### TEXT PASSAGE
-- Begin --
How to safely kill specific transaction

Hi,
I have a question about the way to safely kill or recover stacked nodes.

let me explain how I was in trouble and what is the question.

☆ The way I was in trouble

  1. DB is stucked during the benchmarking. (I saw lock wait timeout warning from the bench marking apllication)

processlist of Master (Node for update) is as follows

mysql> show processlist;
±—±------------±--------------------±-----±--------±------±---------------------------±----------------------±----------±--------------±----------+
| Id | User | Host | db | Command | Time | State | Info | Rows_sent | Rows_examined | Rows_read |
±—±------------±--------------------±-----±--------±------±---------------------------±----------------------±----------±--------------±----------+
| 1 | system user | | NULL | Sleep | 14292 | wsrep aborter idle | NULL | 0 | 0 | 0 |
| 2 | system user | | NULL | Sleep | 14292 | NULL | NULL | 0 | 0 | 0 |
(…)
| 32 | system user | | NULL | Sleep | 14263 | NULL | NULL | 0 | 0 | 0 |
| 33 | system user | | NULL | Sleep | 14263 | NULL | NULL | 0 | 0 | 0 |
| 37 | tpcc | 192.168.10.45:41469 | tpcc | Killed | 12945 | wsrep in pre-commit stage | commit | 0 | 0 | 0 |
( many thread of pre-commit stage threads )
-- End --
### GIVEN TASK A
Reproduce the forum post about killing a stuck transaction verbatim, from "How to safely" to "is the question.".

### PROVIDED MATERIAL
-- Begin --
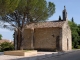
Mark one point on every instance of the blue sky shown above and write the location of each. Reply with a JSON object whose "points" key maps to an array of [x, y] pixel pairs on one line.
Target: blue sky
{"points": [[72, 7]]}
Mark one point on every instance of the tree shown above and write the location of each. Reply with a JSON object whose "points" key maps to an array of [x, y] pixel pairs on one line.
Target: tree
{"points": [[28, 11], [72, 19], [0, 37], [59, 17], [8, 6]]}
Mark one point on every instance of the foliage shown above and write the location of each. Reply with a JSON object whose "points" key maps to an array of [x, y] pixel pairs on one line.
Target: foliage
{"points": [[27, 11], [0, 37], [6, 46], [75, 28], [8, 6]]}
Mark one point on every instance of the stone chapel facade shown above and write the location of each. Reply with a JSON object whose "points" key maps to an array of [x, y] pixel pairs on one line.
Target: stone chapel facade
{"points": [[51, 35]]}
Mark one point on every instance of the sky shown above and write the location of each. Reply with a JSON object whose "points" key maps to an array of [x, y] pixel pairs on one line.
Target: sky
{"points": [[72, 7]]}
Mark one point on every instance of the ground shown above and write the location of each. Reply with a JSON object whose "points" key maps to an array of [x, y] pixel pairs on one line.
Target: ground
{"points": [[70, 55]]}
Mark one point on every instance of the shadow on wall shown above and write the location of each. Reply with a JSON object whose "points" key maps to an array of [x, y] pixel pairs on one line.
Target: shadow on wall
{"points": [[40, 57]]}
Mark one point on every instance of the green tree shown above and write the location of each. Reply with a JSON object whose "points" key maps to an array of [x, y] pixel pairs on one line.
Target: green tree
{"points": [[0, 37], [6, 46], [28, 11]]}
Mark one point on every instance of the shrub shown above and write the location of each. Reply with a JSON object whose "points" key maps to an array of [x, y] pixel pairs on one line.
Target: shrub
{"points": [[6, 46]]}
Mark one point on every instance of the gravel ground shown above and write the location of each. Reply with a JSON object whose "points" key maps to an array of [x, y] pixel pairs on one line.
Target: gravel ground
{"points": [[33, 57]]}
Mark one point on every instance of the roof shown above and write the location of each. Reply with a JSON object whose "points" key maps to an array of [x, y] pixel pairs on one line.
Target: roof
{"points": [[46, 24]]}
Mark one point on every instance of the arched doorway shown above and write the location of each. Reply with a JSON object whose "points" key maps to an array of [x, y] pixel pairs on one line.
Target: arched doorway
{"points": [[57, 43]]}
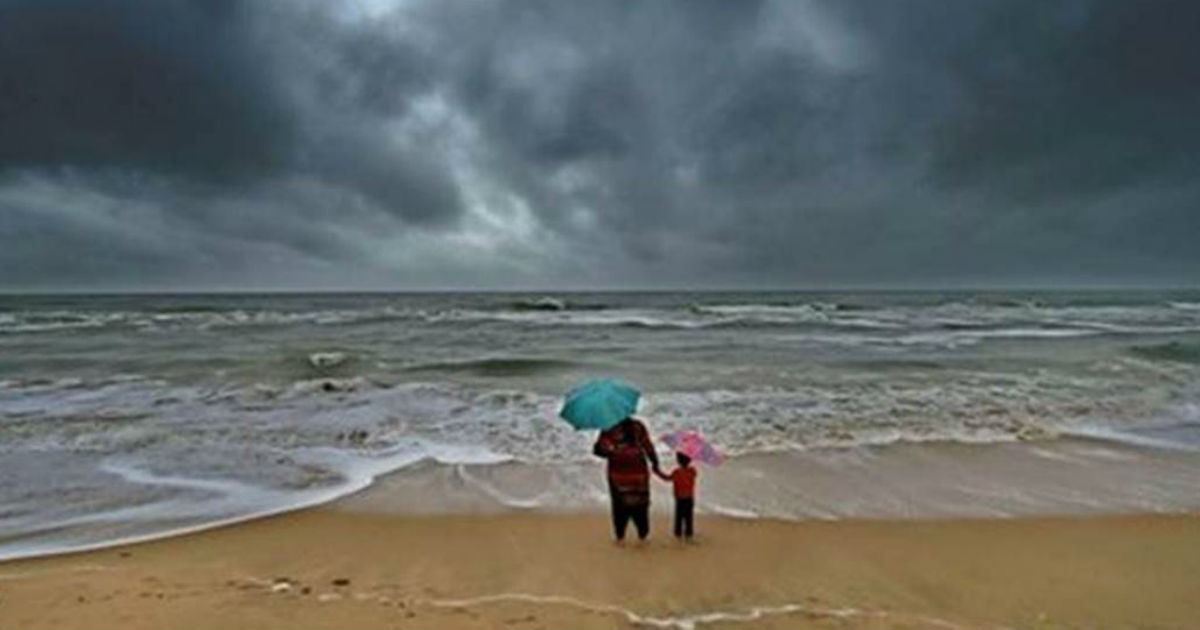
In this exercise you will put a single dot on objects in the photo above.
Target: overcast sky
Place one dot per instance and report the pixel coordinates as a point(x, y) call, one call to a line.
point(216, 144)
-- End --
### GIVEN TASK B
Filter the rows above and keep only the lines that contain the string "gravel".

### CORRECT RESPONSE A
How to safely kill specific transaction

Hi,
I have a question about the way to safely kill or recover stacked nodes.

let me explain how I was in trouble and what is the question.

### CORRECT RESPONSE B
Mark one point on every instance of the gravel ground shown above and write the location of each. Reply with a JSON object whose "points" key maps to an array of [x, y] pixel pairs on one line.
Target: gravel ground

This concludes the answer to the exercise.